--- START Information provided ---
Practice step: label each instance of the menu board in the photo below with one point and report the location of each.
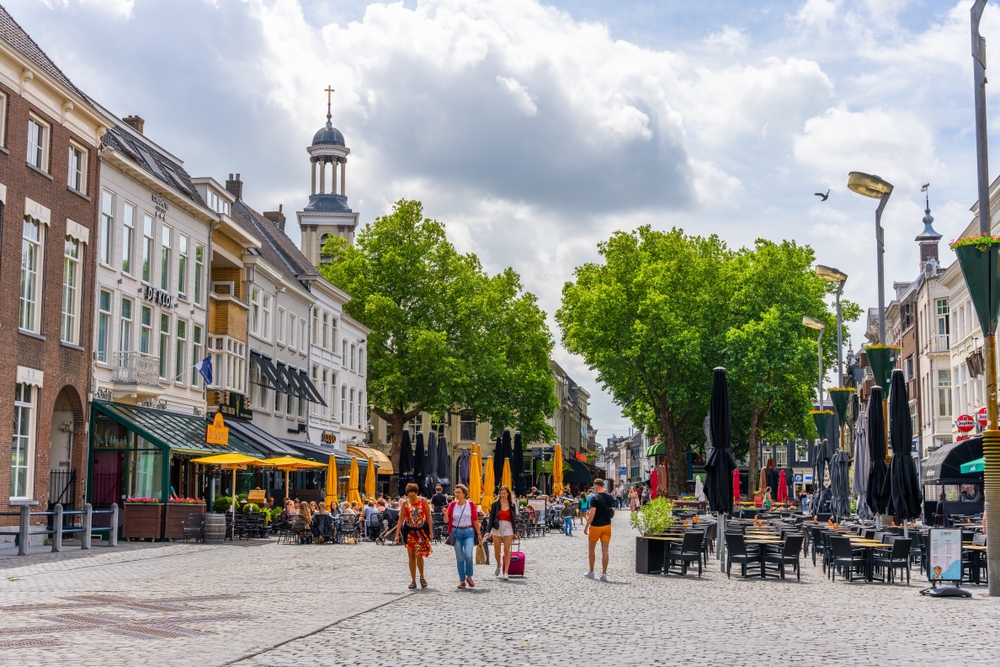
(946, 554)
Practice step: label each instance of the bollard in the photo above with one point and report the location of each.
(57, 533)
(25, 536)
(88, 524)
(113, 533)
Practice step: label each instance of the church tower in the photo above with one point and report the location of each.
(327, 213)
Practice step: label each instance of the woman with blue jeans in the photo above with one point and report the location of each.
(463, 528)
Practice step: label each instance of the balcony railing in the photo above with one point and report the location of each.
(135, 368)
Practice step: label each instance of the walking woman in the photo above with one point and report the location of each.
(463, 527)
(503, 514)
(414, 529)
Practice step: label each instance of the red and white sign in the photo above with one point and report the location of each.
(965, 423)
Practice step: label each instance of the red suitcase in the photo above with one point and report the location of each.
(516, 566)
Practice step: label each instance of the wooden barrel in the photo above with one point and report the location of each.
(215, 528)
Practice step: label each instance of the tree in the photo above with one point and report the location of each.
(444, 334)
(650, 320)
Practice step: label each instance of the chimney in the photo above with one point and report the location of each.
(235, 186)
(277, 217)
(135, 122)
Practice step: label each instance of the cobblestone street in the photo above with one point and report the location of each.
(289, 606)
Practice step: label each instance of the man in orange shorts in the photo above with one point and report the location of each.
(598, 528)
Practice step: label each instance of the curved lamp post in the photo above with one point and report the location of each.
(820, 327)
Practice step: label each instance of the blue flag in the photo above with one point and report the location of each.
(205, 368)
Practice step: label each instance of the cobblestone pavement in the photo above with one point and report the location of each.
(265, 605)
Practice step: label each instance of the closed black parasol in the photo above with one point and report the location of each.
(720, 464)
(903, 486)
(878, 471)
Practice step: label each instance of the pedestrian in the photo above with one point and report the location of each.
(598, 528)
(414, 529)
(463, 528)
(503, 514)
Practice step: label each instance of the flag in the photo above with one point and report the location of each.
(205, 368)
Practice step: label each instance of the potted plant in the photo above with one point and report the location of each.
(651, 521)
(177, 512)
(143, 518)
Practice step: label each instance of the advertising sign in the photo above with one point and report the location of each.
(946, 555)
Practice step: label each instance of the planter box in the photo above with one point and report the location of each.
(143, 520)
(176, 514)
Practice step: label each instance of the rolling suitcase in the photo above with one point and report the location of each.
(516, 567)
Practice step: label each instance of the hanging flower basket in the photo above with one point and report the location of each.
(979, 257)
(882, 359)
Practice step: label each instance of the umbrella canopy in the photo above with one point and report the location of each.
(878, 500)
(862, 459)
(904, 487)
(721, 463)
(489, 485)
(353, 496)
(517, 463)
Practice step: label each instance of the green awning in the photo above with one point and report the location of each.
(171, 431)
(973, 466)
(656, 449)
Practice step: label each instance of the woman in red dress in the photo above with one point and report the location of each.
(414, 529)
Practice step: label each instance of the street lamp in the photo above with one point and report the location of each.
(839, 277)
(819, 326)
(876, 188)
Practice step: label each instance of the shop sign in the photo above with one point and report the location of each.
(965, 423)
(217, 433)
(234, 405)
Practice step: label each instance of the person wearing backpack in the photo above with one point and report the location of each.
(598, 527)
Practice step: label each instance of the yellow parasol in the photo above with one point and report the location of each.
(352, 485)
(370, 479)
(232, 462)
(557, 471)
(331, 484)
(489, 486)
(475, 478)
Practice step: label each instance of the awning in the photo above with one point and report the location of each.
(173, 432)
(382, 461)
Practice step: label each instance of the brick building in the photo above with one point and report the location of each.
(49, 140)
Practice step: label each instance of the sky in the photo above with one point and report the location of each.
(534, 130)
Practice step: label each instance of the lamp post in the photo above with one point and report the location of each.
(876, 188)
(819, 326)
(839, 277)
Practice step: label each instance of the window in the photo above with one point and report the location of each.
(196, 355)
(182, 243)
(103, 325)
(164, 344)
(107, 230)
(31, 270)
(147, 247)
(165, 259)
(38, 153)
(77, 178)
(145, 330)
(128, 234)
(180, 351)
(125, 327)
(944, 393)
(199, 271)
(467, 427)
(22, 453)
(69, 331)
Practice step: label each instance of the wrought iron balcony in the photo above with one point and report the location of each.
(135, 368)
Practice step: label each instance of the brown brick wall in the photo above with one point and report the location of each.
(64, 366)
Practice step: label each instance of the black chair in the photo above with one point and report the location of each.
(737, 552)
(689, 551)
(846, 557)
(897, 558)
(787, 555)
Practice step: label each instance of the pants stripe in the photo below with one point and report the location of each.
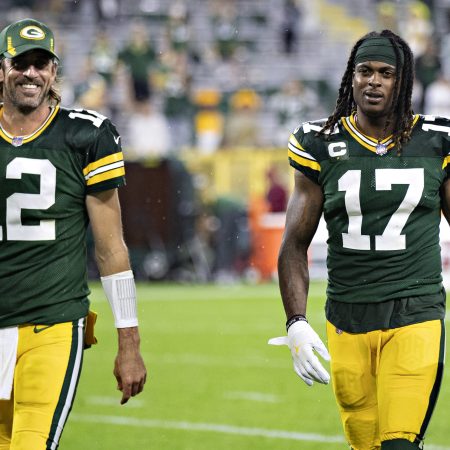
(69, 386)
(437, 384)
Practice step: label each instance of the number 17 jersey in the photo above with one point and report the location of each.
(382, 209)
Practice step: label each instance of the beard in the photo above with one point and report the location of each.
(23, 103)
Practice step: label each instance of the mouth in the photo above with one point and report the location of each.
(29, 88)
(373, 97)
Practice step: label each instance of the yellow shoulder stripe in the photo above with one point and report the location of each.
(304, 162)
(293, 140)
(445, 162)
(119, 172)
(115, 157)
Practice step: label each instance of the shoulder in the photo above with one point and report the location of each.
(84, 126)
(308, 137)
(433, 123)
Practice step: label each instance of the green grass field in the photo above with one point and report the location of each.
(214, 383)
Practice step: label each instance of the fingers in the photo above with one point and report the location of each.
(131, 389)
(282, 340)
(322, 350)
(303, 375)
(310, 366)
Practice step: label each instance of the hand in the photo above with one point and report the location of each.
(302, 340)
(129, 367)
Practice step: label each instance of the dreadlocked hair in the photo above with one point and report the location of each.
(400, 111)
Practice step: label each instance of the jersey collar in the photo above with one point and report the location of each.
(366, 141)
(25, 139)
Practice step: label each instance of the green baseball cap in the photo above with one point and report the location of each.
(24, 35)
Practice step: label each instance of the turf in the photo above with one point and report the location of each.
(214, 383)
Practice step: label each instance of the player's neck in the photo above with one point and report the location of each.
(16, 123)
(375, 127)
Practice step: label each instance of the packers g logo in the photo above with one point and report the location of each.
(338, 150)
(32, 32)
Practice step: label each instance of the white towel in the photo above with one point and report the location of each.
(8, 354)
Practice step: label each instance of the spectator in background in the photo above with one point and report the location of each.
(178, 31)
(224, 24)
(437, 97)
(139, 57)
(208, 121)
(417, 27)
(175, 87)
(428, 68)
(91, 90)
(290, 26)
(103, 56)
(148, 134)
(242, 122)
(291, 105)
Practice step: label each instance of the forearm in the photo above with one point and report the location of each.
(293, 277)
(112, 259)
(128, 338)
(302, 218)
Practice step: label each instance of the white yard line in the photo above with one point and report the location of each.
(98, 400)
(216, 428)
(252, 396)
(208, 427)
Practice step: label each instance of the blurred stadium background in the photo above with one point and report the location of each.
(205, 94)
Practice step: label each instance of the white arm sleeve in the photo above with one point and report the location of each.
(120, 291)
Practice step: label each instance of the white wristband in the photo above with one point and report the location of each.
(120, 291)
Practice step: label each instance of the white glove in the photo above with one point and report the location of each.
(302, 340)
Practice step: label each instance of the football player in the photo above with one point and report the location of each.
(59, 169)
(379, 175)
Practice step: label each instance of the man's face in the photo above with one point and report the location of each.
(28, 79)
(373, 86)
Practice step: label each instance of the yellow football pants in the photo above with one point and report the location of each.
(386, 382)
(48, 366)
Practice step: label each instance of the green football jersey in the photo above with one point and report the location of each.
(44, 180)
(382, 209)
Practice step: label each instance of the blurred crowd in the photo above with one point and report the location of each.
(217, 75)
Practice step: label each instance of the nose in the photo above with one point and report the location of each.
(30, 71)
(374, 80)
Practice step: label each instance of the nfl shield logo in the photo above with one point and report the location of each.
(17, 141)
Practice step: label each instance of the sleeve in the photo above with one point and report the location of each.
(105, 168)
(300, 156)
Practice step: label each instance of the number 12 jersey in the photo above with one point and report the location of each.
(44, 180)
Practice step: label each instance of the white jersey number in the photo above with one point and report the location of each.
(45, 230)
(391, 239)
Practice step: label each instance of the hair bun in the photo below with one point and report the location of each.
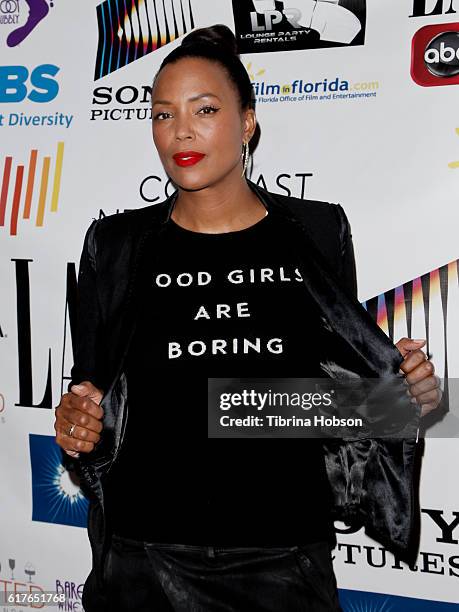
(218, 34)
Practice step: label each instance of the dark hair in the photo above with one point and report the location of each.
(216, 43)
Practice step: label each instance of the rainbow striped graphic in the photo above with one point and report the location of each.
(426, 307)
(23, 187)
(131, 29)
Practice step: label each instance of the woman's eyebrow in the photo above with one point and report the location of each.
(192, 99)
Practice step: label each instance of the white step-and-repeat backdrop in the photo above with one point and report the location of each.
(359, 101)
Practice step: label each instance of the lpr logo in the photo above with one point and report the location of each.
(435, 55)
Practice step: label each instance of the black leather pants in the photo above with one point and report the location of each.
(157, 577)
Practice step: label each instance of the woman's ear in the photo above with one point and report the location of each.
(250, 124)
--- END Information provided ---
Task statement >> Update the records starting at the line that contains "Practice step: label each instance of the black leather" and ending at the last line of the records, replacing "leather pants" with "leather trousers" and leaving everything else unchanged. Give back only those lines.

Solution to this task >>
Practice step: label each instance of the black leather trousers in the photo above with one point and report the location of each.
(157, 577)
Practice step: label each instance of the woman's ear in the photo above with one point and report the location of each.
(250, 124)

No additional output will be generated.